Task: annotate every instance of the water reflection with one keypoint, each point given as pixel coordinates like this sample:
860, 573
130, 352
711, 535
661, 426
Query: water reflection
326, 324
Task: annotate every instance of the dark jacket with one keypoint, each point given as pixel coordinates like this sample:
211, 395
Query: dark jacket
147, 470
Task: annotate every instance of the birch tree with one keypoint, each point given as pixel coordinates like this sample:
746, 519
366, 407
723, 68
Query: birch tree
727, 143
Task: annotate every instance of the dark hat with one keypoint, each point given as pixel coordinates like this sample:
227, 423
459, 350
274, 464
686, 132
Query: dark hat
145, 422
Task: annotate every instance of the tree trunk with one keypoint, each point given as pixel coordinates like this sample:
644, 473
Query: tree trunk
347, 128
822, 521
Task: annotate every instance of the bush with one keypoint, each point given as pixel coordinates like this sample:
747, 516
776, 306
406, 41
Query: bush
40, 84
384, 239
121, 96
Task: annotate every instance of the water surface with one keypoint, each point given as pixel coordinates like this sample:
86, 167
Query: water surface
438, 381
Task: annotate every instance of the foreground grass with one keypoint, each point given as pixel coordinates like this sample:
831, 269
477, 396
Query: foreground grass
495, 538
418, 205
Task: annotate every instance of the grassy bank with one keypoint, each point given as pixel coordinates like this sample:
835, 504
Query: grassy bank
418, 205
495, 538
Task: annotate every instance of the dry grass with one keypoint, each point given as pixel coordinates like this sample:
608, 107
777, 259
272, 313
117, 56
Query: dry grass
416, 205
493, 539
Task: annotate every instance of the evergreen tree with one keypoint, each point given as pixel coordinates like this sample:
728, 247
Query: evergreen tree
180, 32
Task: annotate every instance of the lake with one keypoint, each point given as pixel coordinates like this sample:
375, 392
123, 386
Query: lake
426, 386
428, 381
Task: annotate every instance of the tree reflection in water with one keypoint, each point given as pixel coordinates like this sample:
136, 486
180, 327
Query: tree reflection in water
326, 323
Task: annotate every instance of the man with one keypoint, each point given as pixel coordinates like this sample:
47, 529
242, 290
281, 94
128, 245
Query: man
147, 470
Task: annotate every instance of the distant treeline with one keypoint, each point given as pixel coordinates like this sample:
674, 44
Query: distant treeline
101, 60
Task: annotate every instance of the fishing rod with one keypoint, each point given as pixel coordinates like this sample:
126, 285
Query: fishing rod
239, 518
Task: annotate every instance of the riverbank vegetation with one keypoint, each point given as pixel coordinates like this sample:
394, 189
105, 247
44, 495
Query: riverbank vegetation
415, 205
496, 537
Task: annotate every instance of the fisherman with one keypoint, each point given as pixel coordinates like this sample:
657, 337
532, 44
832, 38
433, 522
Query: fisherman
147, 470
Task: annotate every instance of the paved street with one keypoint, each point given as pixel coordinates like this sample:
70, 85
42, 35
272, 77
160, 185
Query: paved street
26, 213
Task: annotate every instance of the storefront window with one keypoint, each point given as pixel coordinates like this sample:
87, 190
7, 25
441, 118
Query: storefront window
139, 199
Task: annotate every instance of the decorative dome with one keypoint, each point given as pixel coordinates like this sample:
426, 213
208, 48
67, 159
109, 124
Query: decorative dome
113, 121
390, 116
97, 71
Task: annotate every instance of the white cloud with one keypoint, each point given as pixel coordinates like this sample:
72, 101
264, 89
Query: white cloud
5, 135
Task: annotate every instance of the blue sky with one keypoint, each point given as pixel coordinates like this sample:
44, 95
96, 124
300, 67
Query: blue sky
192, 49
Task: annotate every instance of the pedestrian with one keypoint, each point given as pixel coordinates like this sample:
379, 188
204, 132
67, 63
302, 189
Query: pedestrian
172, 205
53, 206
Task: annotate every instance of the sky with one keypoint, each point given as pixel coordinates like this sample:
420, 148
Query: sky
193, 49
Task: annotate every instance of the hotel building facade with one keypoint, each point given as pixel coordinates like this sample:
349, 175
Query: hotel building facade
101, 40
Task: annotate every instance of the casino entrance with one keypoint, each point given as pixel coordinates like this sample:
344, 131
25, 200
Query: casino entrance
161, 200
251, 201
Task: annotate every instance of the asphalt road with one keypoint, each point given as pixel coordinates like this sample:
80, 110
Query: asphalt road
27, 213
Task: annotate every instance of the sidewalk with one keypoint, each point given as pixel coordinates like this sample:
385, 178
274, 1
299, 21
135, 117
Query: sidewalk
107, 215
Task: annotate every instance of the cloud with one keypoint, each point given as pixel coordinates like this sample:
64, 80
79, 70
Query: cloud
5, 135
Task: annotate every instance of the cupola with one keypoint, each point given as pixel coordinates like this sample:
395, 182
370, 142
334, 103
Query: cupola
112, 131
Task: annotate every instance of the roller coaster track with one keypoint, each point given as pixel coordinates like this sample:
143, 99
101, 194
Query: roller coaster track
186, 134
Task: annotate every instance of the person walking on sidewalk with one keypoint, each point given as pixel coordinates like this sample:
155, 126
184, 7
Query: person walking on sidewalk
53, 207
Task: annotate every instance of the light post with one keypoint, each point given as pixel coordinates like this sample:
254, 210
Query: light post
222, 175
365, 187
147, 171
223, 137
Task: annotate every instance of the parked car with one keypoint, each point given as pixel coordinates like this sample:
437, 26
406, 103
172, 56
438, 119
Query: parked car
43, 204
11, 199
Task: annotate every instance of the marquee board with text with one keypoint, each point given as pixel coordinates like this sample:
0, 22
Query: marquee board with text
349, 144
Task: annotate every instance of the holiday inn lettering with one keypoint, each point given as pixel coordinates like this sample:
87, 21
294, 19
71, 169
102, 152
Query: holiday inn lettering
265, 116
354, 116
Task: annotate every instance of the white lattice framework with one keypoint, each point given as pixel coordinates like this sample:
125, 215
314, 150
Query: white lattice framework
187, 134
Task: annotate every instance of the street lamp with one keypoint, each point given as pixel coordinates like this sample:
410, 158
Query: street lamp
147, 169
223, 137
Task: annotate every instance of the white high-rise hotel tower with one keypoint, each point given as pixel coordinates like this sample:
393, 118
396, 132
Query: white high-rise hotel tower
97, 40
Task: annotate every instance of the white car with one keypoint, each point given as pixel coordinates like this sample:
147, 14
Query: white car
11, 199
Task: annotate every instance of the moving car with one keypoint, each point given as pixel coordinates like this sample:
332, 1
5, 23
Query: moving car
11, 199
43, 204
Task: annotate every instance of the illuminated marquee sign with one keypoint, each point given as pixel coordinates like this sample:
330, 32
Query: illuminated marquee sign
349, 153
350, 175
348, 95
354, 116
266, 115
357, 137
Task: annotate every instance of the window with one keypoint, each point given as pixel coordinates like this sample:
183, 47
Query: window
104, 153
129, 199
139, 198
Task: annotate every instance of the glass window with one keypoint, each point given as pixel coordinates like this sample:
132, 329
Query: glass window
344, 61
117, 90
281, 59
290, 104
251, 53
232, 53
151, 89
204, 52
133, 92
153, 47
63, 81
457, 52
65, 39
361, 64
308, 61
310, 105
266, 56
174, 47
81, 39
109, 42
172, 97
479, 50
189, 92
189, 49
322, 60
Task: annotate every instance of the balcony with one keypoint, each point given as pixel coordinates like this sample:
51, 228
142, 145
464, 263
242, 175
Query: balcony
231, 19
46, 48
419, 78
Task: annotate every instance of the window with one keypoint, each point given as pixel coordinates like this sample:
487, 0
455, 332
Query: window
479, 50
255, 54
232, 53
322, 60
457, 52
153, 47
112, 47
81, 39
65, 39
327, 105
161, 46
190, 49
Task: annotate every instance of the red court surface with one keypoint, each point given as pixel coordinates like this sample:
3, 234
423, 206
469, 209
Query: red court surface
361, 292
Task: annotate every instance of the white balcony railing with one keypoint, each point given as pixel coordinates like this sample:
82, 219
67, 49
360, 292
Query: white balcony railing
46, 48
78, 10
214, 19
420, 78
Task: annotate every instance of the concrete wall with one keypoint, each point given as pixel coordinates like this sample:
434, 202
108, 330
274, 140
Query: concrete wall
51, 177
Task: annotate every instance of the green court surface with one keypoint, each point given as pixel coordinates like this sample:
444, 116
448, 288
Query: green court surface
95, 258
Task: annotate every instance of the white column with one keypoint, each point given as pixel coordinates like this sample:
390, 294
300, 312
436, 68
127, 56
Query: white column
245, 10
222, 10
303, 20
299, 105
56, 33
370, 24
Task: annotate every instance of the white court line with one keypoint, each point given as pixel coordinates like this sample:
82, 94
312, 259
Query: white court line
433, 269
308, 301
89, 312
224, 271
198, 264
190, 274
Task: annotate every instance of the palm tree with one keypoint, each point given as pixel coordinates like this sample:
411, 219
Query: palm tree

◆ Task to complete: In the records above, return only the line that contains "Task: annotate every instance of the white column" and every line after it through the last, exactly as they appear.

◆ Task solution:
Task: annotate every instance of the white column with one keypoint, each point given as pixel coordinates like this sample:
390, 294
300, 312
436, 68
127, 56
Query: white column
245, 10
222, 10
303, 20
299, 105
56, 33
370, 24
Task: annotate every instance of the white court line with one keypoint, each point given as pixel coordinates like this sample:
82, 94
312, 259
Query: white court line
433, 269
308, 301
89, 312
224, 271
198, 264
190, 274
Task: annotate every instance of the palm tree with one keypoint, each point given as pixel coordinates like this sample:
411, 219
Query: palm tree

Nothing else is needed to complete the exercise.